• Exercise instructions: Please count the lines in the entries below that contain the string "trousers", treating uppercase and lowercase as different. Reply with the number alone.

Source entries

____________

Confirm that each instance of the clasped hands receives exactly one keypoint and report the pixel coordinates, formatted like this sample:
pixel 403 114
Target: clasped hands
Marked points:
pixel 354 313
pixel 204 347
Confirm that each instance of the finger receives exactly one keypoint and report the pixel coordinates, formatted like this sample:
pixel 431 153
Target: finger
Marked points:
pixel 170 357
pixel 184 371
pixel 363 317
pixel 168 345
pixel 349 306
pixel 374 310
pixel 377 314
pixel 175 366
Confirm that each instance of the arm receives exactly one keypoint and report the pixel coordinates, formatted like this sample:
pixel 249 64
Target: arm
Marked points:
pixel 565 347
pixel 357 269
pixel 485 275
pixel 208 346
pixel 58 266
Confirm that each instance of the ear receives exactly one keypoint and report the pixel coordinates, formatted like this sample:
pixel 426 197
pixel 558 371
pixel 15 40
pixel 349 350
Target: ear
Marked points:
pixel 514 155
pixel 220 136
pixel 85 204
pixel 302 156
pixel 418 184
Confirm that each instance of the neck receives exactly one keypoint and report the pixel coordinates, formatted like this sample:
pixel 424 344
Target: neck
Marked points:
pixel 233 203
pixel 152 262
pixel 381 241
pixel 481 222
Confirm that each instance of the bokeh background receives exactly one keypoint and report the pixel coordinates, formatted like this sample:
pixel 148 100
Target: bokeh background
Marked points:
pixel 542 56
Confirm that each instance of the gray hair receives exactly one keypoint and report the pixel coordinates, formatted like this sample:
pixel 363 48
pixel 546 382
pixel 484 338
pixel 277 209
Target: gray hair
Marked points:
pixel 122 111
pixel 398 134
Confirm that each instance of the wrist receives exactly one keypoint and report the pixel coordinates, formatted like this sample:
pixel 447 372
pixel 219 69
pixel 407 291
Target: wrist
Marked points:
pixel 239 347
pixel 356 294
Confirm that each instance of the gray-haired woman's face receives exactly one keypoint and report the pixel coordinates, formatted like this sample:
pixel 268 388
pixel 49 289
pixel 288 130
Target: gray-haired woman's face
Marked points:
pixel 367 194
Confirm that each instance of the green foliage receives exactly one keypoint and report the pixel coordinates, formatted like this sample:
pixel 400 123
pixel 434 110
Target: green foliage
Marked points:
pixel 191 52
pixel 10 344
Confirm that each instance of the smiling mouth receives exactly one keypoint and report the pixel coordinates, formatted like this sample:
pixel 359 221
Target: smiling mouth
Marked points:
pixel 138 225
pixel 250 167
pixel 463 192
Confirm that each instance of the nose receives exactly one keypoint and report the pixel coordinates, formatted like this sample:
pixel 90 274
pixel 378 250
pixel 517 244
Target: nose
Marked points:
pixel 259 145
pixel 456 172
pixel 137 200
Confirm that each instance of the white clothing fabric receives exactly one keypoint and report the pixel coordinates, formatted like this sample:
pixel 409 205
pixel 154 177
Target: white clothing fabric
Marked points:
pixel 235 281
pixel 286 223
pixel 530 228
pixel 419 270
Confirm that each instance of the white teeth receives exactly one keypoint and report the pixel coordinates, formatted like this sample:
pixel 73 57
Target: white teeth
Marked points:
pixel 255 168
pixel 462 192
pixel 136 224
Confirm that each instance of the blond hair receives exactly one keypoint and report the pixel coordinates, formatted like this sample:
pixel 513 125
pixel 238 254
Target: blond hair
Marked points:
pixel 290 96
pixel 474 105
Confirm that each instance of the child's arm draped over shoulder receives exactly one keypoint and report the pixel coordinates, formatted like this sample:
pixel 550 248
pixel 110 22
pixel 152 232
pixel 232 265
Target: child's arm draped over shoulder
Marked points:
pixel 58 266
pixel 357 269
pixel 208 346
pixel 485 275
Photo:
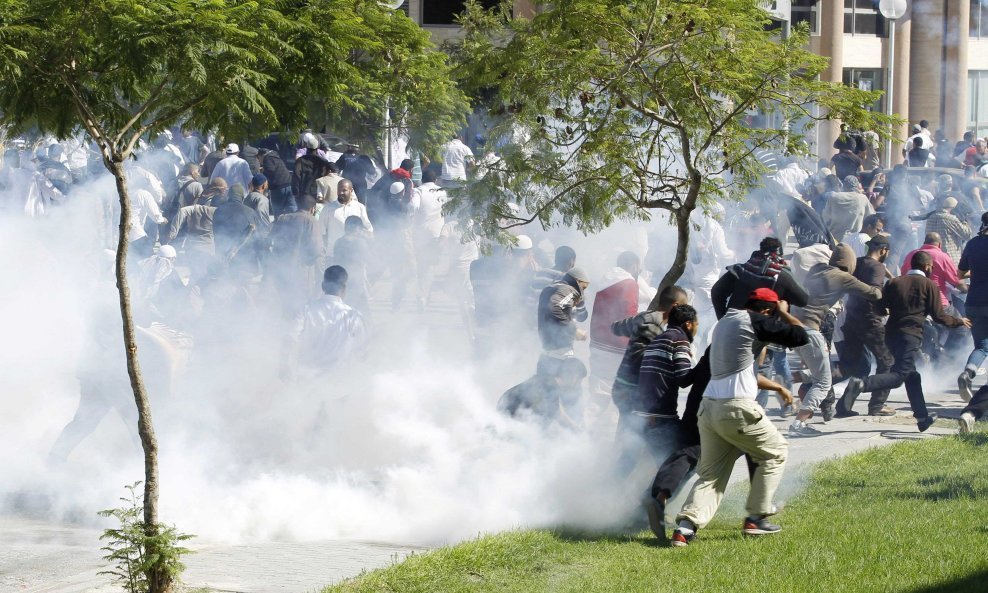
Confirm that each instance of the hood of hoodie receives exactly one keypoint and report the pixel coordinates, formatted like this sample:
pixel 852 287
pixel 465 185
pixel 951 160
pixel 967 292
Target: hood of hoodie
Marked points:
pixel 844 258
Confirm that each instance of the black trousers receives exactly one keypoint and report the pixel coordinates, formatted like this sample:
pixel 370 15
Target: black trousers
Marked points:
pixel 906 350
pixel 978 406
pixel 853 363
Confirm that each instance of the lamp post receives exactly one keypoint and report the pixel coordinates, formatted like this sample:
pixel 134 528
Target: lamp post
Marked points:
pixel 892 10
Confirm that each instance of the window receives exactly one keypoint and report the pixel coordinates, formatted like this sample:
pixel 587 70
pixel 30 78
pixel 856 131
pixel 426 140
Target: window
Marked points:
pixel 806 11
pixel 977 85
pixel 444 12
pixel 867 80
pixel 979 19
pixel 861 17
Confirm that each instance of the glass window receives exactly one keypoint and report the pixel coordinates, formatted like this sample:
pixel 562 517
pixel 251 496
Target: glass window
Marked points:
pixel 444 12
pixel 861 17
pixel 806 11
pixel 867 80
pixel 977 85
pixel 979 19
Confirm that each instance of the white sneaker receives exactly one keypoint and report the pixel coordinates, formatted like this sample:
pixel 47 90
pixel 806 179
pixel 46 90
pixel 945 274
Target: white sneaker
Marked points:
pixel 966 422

____________

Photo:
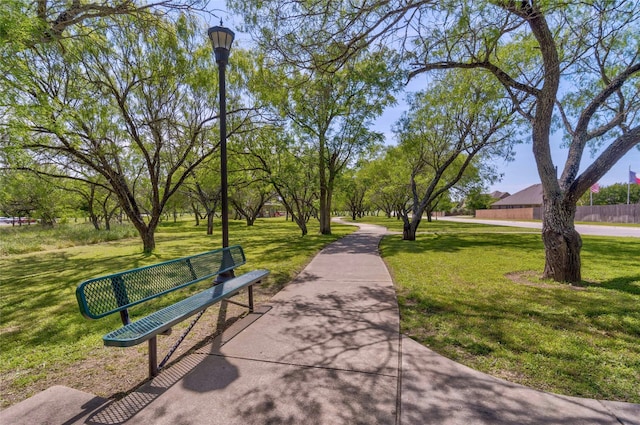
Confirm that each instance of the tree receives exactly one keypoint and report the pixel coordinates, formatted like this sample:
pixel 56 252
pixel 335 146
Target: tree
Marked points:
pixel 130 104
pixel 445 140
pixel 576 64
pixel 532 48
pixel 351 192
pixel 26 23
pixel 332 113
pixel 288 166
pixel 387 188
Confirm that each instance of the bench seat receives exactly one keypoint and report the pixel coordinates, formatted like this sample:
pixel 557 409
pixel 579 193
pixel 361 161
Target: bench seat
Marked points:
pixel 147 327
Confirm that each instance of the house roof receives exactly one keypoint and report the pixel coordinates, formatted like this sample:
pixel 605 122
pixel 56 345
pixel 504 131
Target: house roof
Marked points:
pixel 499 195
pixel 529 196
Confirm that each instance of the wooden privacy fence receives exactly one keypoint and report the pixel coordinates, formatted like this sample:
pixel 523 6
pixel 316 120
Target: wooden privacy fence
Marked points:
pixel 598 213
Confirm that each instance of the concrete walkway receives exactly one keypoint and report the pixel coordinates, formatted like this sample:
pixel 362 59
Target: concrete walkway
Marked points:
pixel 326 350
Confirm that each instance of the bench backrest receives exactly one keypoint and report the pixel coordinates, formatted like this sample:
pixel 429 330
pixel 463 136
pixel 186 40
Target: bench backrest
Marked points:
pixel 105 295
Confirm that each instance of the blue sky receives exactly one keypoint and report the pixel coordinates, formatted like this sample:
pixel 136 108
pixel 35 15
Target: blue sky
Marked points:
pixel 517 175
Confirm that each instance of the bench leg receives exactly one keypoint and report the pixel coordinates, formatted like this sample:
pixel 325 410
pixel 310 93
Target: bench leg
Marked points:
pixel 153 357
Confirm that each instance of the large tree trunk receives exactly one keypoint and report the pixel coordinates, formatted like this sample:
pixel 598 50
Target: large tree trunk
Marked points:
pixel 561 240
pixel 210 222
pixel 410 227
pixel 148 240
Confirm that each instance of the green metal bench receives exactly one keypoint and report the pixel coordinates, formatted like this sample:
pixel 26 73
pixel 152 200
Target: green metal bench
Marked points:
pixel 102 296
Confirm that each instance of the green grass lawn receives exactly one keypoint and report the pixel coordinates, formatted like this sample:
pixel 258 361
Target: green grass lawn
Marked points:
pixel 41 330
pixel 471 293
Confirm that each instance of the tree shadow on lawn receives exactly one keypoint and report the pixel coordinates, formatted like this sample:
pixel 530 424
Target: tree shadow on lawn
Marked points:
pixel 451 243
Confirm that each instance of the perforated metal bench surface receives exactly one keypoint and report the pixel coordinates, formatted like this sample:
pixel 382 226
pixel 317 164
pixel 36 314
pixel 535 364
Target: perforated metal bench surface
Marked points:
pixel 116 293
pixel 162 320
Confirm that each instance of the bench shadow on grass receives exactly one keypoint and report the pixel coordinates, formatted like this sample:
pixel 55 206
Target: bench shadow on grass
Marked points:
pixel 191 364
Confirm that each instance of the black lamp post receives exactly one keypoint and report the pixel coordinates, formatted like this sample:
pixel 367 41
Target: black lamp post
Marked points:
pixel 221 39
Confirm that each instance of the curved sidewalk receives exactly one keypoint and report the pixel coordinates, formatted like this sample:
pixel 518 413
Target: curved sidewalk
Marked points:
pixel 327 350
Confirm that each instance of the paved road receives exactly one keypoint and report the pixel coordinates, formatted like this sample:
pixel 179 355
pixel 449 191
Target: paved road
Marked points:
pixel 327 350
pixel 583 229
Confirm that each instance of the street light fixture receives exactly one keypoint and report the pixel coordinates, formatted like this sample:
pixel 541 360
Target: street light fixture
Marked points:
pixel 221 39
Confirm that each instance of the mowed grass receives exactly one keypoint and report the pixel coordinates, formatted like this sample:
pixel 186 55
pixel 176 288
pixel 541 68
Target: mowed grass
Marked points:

____________

• In response: 2